◆ **To do**:
Please return each line of the listing below exactly as written.

Supplied entries section start

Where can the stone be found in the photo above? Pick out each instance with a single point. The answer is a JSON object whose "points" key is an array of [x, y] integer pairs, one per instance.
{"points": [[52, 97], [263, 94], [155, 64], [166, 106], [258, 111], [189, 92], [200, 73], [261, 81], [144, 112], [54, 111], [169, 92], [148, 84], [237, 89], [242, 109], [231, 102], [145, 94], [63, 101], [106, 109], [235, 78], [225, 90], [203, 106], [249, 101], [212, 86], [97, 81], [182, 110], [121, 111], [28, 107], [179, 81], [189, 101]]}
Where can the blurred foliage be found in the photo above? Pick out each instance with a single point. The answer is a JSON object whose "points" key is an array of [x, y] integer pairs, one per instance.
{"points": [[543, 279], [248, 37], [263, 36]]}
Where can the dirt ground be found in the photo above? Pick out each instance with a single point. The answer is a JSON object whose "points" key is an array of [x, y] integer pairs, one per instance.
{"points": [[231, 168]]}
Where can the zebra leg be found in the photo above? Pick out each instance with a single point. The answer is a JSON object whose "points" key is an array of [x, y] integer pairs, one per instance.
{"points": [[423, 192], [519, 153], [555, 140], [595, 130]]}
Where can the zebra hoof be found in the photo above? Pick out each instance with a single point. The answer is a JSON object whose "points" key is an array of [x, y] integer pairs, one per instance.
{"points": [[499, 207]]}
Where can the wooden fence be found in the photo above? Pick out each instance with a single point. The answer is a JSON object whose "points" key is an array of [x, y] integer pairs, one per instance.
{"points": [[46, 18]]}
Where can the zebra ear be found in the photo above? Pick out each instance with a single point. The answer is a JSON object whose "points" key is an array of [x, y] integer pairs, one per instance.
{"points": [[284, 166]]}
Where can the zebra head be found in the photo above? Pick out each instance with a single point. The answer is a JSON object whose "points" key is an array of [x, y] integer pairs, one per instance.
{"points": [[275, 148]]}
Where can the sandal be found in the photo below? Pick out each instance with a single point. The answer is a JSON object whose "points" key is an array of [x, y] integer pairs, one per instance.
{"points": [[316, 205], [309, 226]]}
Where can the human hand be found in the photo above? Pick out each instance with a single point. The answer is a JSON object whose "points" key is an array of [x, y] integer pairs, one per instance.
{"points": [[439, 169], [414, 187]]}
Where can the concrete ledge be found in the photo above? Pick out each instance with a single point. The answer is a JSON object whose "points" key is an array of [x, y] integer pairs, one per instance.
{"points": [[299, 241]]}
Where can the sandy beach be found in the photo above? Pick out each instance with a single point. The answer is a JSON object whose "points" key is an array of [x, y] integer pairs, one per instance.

Supplied entries section end

◆ **Result of this task**:
Where can the stone be found in the photo above? Pick out each instance with a single point. The answer is a JSON object whose "points" key is an array of [x, y] integer pairs, one per instance.
{"points": [[52, 97], [263, 94], [155, 64], [166, 106], [258, 111], [189, 92], [200, 73], [261, 81], [144, 112], [54, 111], [169, 92], [148, 84], [237, 89], [242, 109], [231, 102], [145, 94], [63, 101], [106, 109], [235, 78], [225, 90], [203, 106], [249, 101], [212, 86], [97, 81], [182, 110], [121, 111], [28, 107], [179, 81], [189, 101]]}
Where can the blurred foliage be found in the photo above? Pick out each instance with a single point. The answer is a JSON object whose "points" key is an array of [x, y] integer pairs, one per instance.
{"points": [[543, 279], [248, 37], [263, 36]]}
Where can the dirt ground be found in the photo above? Pick out each instance with a single point. The answer is a JSON object whose "points" key is an array of [x, y] integer pairs, one per instance.
{"points": [[231, 168]]}
Where can the zebra leg be found in the photo above? Pick out each instance with a single point. The answer is a JSON object whose "points" key is an array of [x, y] integer pairs, one per instance.
{"points": [[423, 192], [519, 153], [555, 140], [595, 130]]}
Where can the zebra hoof be found in the photo above? Pick out each instance with a single point. The answer is a JSON object whose "points" key is an array of [x, y] integer pairs, one per instance.
{"points": [[499, 207]]}
Where can the wooden fence be found in the photo above? Pick out each instance with a single point. The answer is a JSON object whose "points" key is an array of [x, y] integer pairs, one per instance.
{"points": [[46, 18]]}
Where can the zebra ear be found in the photo above? Pick out each instance with a single point. The answer is a JSON object whose "points" key is an array of [x, y] integer pairs, one per instance.
{"points": [[284, 166]]}
Where can the zebra head be found in the photo above? Pick out each instance with a single point. The answer is a JSON object whose "points" key is an array of [x, y] integer pairs, one per instance.
{"points": [[275, 148]]}
Where can the sandal be found in the photo below? Pick out each instance with a single point. The answer is a JSON object whose "points" key is an array of [x, y] integer pairs, one per instance.
{"points": [[316, 205], [309, 226]]}
Where can the human hand be found in the photo above? Pick out each instance with a single point. The answer is a JSON object whose "points" key is an array of [x, y] integer pairs, one per instance.
{"points": [[439, 169], [414, 187]]}
Where can the concrete ledge be found in the photo above? Pick out each instance with a single point. The answer is a JSON object whose "points" key is an array of [x, y] integer pairs, one per instance.
{"points": [[299, 241]]}
Where can the sandy beach be found in the photo above? Pick out each instance with a single point. The answer is a JSON object whose "points" key is an array of [x, y] integer pairs, one per instance.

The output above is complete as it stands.